Records from a point labeling set:
------------------------------------------------
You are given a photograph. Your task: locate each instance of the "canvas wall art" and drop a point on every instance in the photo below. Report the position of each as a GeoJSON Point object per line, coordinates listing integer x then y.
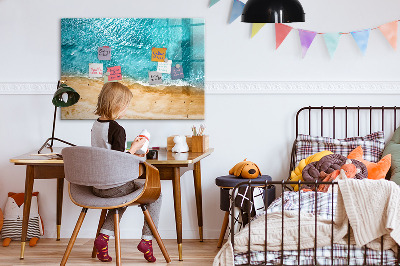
{"type": "Point", "coordinates": [161, 60]}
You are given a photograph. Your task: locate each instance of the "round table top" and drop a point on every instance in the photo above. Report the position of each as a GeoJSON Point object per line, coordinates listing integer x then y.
{"type": "Point", "coordinates": [230, 181]}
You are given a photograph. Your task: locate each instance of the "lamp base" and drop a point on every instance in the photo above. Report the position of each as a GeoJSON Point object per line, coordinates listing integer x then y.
{"type": "Point", "coordinates": [50, 146]}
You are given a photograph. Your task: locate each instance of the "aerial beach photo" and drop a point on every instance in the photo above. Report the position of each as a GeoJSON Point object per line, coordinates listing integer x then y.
{"type": "Point", "coordinates": [131, 41]}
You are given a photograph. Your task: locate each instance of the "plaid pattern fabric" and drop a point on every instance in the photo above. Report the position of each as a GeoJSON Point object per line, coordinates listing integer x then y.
{"type": "Point", "coordinates": [292, 201]}
{"type": "Point", "coordinates": [323, 207]}
{"type": "Point", "coordinates": [372, 145]}
{"type": "Point", "coordinates": [324, 257]}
------------------------------------------------
**Written problem**
Gather every row above that contains the string "photograph" and copy each one out in full. Letter case matters.

**Task answer**
You are given a photograph. Your task: locate each instance of the "canvas wall art" and drop a point on every instance in the photo below. Report the position of each as a GeoJSON Point object per line, coordinates listing integer x then y.
You are given a photograph. Your task: locate each instance of the "round table top" and drop a point on every instance in the photo above. Report the position of each as a GeoJSON Point object per line, coordinates listing integer x then y.
You are given a photograph. Your task: locate each instance of the "lamp base" and drop a point on every instance in the photo above. Report the position of each as a GeoJSON Point object per line, coordinates listing integer x then y.
You are given a photograph. Your task: locate each instance of the "aerial beach photo" and drop a point on every instance in the photo above. Report the position of each as a GeoJSON Point object per line, coordinates listing integer x then y.
You are given a photograph. Your task: locate each instance of the "plaid pattern fabric" and drop a point on every instance in the photo above. Report the position of each as a GeoJSON Point object per line, coordinates listing integer x then y.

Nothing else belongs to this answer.